## Aim of the exercise
Please copy the lines of the items below character for character, from the line with "543, row 169." up to and including the line with "column 748, row 182", and nothing else.

[Start]

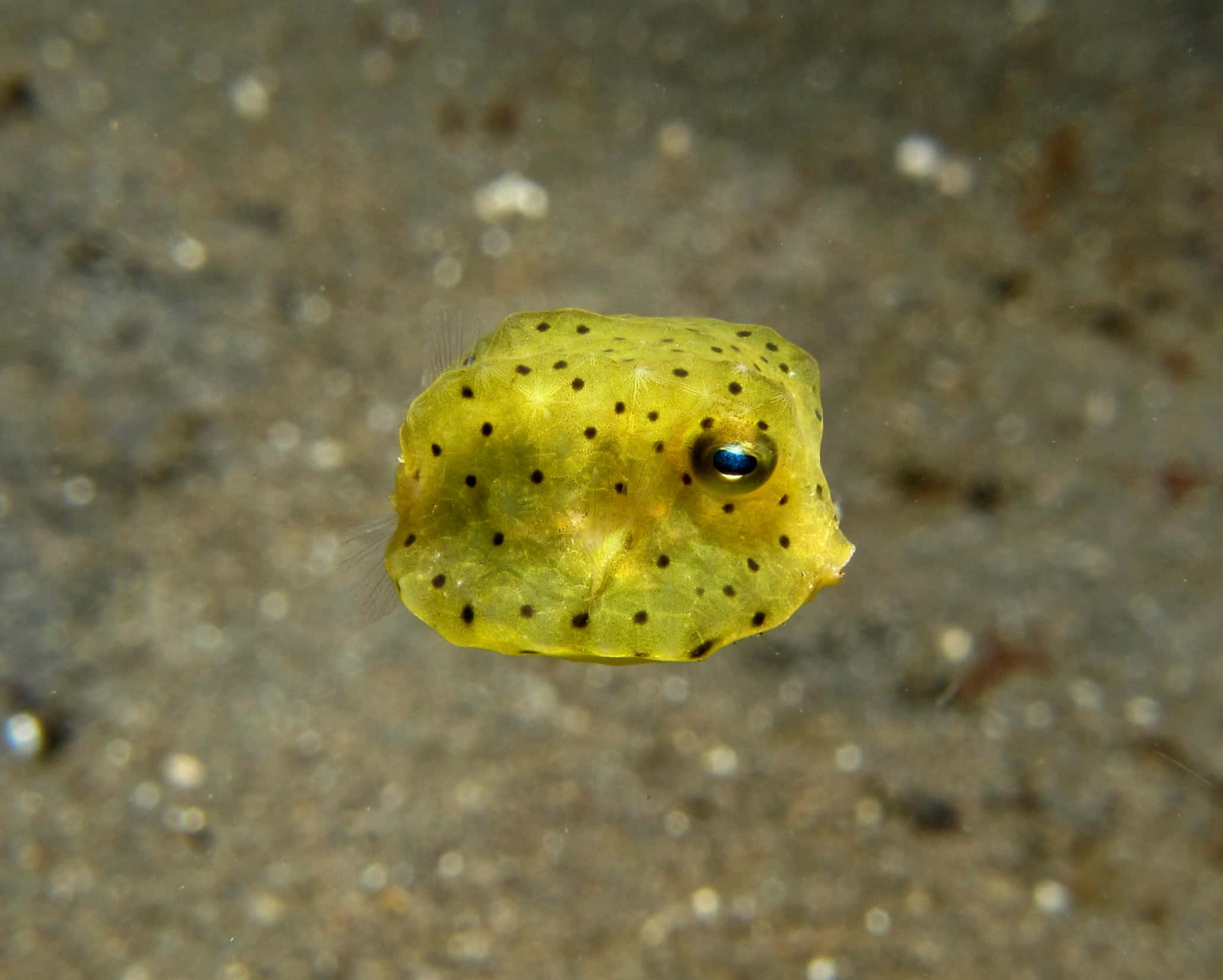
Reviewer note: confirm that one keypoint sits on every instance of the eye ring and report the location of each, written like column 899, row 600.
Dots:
column 734, row 462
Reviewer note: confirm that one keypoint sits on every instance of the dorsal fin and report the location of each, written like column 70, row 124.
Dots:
column 450, row 339
column 363, row 571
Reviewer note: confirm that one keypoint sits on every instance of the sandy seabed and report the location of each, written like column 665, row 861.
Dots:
column 227, row 234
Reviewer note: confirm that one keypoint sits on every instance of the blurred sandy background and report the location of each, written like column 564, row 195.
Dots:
column 996, row 749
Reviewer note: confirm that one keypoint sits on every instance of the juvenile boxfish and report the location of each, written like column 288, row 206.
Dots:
column 614, row 489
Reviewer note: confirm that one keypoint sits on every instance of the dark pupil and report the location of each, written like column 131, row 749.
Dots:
column 733, row 462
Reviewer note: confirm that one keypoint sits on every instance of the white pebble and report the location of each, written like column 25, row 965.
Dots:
column 675, row 140
column 877, row 921
column 918, row 157
column 184, row 771
column 677, row 823
column 1051, row 896
column 706, row 903
column 327, row 454
column 404, row 26
column 266, row 908
column 822, row 968
column 1144, row 711
column 1086, row 694
column 510, row 195
column 24, row 735
column 189, row 253
column 251, row 98
column 955, row 644
column 720, row 760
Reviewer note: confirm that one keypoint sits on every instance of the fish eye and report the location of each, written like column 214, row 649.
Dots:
column 734, row 466
column 733, row 462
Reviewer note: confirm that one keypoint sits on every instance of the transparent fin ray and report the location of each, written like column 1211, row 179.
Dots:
column 363, row 571
column 449, row 343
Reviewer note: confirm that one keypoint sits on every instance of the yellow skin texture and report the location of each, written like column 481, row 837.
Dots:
column 601, row 534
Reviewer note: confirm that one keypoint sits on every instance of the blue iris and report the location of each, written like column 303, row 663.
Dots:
column 733, row 461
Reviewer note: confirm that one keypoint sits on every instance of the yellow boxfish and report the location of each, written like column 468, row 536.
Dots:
column 614, row 489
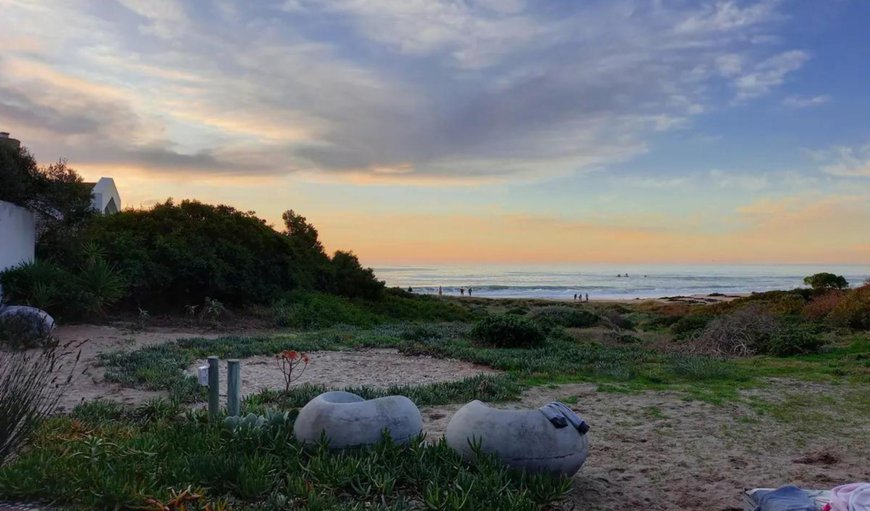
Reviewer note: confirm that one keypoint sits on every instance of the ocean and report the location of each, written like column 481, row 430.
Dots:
column 603, row 282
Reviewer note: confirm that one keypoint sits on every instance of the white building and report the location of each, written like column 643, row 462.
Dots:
column 17, row 235
column 104, row 196
column 18, row 224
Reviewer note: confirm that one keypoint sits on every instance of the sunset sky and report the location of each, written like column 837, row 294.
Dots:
column 422, row 131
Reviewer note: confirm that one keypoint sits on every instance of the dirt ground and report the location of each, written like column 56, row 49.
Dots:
column 88, row 383
column 652, row 450
column 375, row 367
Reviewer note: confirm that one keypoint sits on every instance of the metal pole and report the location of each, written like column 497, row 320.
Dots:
column 214, row 381
column 234, row 387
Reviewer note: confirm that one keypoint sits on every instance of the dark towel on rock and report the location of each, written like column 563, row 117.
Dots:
column 787, row 498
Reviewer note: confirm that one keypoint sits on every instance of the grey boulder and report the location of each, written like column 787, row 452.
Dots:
column 531, row 440
column 28, row 321
column 347, row 420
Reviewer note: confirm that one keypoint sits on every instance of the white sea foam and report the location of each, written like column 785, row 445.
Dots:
column 601, row 281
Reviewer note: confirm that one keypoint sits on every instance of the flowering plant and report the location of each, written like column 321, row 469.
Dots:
column 288, row 360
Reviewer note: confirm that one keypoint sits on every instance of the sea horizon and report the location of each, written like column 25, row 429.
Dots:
column 607, row 280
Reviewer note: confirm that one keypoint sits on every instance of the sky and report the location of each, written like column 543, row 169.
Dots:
column 476, row 131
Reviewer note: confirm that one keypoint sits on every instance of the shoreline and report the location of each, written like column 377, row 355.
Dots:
column 693, row 298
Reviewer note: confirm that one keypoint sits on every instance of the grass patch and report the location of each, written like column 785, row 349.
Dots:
column 102, row 459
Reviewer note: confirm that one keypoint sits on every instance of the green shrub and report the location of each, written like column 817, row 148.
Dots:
column 508, row 331
column 134, row 465
column 177, row 255
column 853, row 309
column 88, row 290
column 792, row 339
column 826, row 280
column 617, row 320
column 40, row 284
column 753, row 330
column 31, row 383
column 568, row 317
column 690, row 324
column 309, row 309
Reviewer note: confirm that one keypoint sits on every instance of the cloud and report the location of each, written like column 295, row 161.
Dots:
column 414, row 91
column 799, row 102
column 844, row 161
column 769, row 74
column 748, row 182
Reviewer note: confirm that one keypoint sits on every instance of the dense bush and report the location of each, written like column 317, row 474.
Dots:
column 752, row 330
column 31, row 383
column 820, row 307
column 349, row 278
column 793, row 339
column 178, row 254
column 568, row 317
column 826, row 280
column 88, row 290
column 508, row 331
column 310, row 309
column 690, row 324
column 853, row 310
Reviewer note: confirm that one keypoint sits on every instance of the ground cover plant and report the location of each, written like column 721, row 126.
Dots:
column 95, row 459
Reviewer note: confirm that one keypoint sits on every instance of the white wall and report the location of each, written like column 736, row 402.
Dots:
column 17, row 235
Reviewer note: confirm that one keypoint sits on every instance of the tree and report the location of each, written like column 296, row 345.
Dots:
column 297, row 227
column 826, row 280
column 351, row 279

[End]

## Answer for this exercise
Reviewer note: confirm that one keypoint sits on every instance of the sky and report the location of each, written like column 543, row 169.
Dots:
column 476, row 131
Reviewer note: confirm that one keypoint sits on every instance of the shoreline and report the location of each, written like column 377, row 355.
Dots:
column 693, row 298
Reviewer note: confirm that one keypoint sits on every instance of the grass patch and report the location of each, written like column 785, row 349.
Dots:
column 102, row 459
Reviewer note: confirm that one keypoint sits on every instance of the green shrub and report the location of each, written like column 817, row 148.
Dots:
column 508, row 331
column 134, row 465
column 177, row 255
column 853, row 309
column 88, row 290
column 792, row 339
column 826, row 280
column 617, row 320
column 40, row 284
column 753, row 330
column 31, row 383
column 568, row 317
column 690, row 324
column 309, row 309
Reviewer note: confirm that one keypoint sits on every instance of the cloud and report the location of each, written like column 295, row 161.
Dots:
column 414, row 91
column 799, row 102
column 844, row 161
column 769, row 74
column 748, row 182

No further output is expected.